TASK INSTRUCTIONS
Rewrite the records starting at the line containing "Outline the plaster" and ending after the line containing "877,435 -> 1200,576", changing "wall" to "partition" and leaving everything else unchanged. Return only those lines.

.....

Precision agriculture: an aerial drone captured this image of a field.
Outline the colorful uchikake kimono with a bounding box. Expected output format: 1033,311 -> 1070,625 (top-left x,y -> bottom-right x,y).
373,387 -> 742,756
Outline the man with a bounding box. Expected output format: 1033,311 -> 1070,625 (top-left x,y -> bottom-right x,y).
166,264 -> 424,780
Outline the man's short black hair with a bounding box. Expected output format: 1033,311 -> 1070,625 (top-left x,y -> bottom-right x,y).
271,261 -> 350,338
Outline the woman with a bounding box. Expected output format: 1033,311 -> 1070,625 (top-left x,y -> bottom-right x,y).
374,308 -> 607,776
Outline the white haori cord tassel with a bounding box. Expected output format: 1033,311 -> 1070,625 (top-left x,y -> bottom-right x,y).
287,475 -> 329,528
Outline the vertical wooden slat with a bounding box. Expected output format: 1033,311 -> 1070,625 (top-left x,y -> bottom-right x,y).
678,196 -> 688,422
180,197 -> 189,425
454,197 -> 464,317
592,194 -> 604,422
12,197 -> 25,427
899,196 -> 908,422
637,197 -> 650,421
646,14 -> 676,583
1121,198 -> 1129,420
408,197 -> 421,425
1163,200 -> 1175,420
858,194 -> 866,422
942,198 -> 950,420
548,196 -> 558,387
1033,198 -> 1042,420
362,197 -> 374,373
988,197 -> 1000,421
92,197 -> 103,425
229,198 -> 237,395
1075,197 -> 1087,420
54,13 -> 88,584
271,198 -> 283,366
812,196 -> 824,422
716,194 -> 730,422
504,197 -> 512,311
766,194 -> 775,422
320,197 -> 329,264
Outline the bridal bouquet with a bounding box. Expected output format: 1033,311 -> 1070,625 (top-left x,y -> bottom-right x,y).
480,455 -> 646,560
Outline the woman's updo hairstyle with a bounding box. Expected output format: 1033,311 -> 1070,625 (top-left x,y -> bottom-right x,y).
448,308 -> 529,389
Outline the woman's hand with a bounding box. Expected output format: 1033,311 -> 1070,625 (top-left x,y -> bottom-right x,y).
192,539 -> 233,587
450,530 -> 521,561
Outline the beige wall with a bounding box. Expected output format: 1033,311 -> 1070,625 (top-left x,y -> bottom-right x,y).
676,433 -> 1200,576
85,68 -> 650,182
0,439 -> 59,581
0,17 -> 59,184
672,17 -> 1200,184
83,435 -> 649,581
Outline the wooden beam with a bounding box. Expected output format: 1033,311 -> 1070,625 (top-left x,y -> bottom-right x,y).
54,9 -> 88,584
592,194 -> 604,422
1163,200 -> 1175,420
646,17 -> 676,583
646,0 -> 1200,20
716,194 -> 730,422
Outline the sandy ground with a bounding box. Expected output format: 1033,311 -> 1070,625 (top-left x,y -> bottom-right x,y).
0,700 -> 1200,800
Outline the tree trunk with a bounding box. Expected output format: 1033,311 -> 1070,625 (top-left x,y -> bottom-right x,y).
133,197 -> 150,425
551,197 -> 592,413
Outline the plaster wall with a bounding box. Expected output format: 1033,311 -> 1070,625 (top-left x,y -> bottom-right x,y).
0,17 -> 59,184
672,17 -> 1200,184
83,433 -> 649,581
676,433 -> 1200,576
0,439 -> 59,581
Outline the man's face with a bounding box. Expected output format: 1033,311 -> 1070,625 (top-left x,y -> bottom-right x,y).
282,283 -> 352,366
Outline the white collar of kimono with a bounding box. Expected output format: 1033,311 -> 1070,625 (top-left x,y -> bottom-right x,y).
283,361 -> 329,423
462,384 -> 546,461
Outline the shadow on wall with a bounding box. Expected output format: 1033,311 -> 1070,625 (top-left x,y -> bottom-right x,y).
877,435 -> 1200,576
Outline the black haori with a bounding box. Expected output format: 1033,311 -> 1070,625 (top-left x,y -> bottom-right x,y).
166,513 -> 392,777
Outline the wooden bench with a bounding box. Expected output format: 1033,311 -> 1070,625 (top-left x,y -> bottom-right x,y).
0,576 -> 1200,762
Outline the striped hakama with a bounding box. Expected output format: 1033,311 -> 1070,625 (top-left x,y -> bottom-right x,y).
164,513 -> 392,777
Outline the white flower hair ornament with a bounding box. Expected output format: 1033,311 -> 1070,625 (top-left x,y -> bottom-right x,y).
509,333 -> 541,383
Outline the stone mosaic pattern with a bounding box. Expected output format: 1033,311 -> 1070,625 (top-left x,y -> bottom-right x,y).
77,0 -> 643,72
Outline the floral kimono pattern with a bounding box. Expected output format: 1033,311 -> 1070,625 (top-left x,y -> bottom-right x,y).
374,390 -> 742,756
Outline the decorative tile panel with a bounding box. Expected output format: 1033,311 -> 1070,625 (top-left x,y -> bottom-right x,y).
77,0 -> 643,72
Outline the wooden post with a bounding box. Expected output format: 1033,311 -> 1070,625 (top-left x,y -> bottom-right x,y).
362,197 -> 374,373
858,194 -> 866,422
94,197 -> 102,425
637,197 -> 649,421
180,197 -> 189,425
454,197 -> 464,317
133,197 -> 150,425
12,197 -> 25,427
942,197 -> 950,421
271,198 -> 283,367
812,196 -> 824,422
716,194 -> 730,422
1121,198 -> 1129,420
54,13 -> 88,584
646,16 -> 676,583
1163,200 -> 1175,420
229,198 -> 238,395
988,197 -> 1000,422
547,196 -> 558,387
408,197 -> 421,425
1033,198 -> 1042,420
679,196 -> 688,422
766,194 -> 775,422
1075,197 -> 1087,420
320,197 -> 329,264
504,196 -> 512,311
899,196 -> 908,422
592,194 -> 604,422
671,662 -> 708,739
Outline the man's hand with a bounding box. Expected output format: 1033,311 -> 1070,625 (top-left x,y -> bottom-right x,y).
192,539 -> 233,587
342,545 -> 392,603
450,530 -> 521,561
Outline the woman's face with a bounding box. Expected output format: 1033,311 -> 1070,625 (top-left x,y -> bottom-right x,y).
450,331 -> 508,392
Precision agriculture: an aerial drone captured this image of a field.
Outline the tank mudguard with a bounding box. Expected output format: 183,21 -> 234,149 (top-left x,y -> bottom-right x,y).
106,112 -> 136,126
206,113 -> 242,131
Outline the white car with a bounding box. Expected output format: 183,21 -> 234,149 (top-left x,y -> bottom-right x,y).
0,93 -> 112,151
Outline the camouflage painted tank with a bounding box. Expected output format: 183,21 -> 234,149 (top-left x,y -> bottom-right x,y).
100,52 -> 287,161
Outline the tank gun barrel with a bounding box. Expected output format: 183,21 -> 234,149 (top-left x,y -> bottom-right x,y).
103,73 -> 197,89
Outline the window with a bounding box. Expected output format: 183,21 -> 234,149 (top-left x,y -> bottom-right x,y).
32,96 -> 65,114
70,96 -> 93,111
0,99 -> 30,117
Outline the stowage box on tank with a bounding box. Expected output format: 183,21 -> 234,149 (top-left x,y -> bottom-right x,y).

.....

SOLUTION FOR THIS PROBLEM
Outline the plaster partition with a bounding box. Expected output format: 1033,311 -> 1070,625 (top-left x,y -> bottom-right x,y).
0,17 -> 59,184
672,17 -> 1200,184
83,433 -> 649,581
676,433 -> 1200,576
0,439 -> 59,581
Outline the man's face with a bounding box. Expected output format: 1033,311 -> 1070,625 (top-left x,y -> bottom-right x,y).
282,283 -> 352,366
Outline the white collar of kimono with a bounding box. Expected output format: 1033,311 -> 1070,625 (top-left x,y -> bottom-right x,y).
283,361 -> 329,423
462,384 -> 546,461
Outline the shadow on partition with a bounding box. Expected output format: 1033,311 -> 1070,625 (top-left x,y -> bottom-right x,y).
877,435 -> 1200,576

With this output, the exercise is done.